Problem: Once the lines below holding the string "hillside" are counted, give that number alone.

(Referring expression pointing data)
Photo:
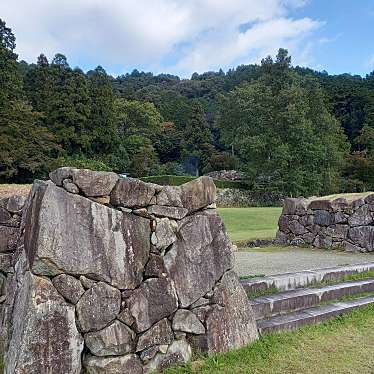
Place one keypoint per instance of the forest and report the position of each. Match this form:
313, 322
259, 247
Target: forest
290, 129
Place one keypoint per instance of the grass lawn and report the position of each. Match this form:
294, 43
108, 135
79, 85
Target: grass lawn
14, 189
245, 224
343, 345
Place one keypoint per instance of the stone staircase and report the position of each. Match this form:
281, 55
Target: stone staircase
294, 304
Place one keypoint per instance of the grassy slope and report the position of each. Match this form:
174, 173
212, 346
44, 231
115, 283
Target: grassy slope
343, 345
250, 223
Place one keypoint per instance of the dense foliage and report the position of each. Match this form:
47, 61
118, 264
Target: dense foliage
290, 129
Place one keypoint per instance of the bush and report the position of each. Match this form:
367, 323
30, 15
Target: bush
177, 180
82, 162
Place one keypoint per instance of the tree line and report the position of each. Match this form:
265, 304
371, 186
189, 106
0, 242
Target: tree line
289, 129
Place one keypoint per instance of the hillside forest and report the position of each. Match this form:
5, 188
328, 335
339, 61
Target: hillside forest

Solution to this task: 2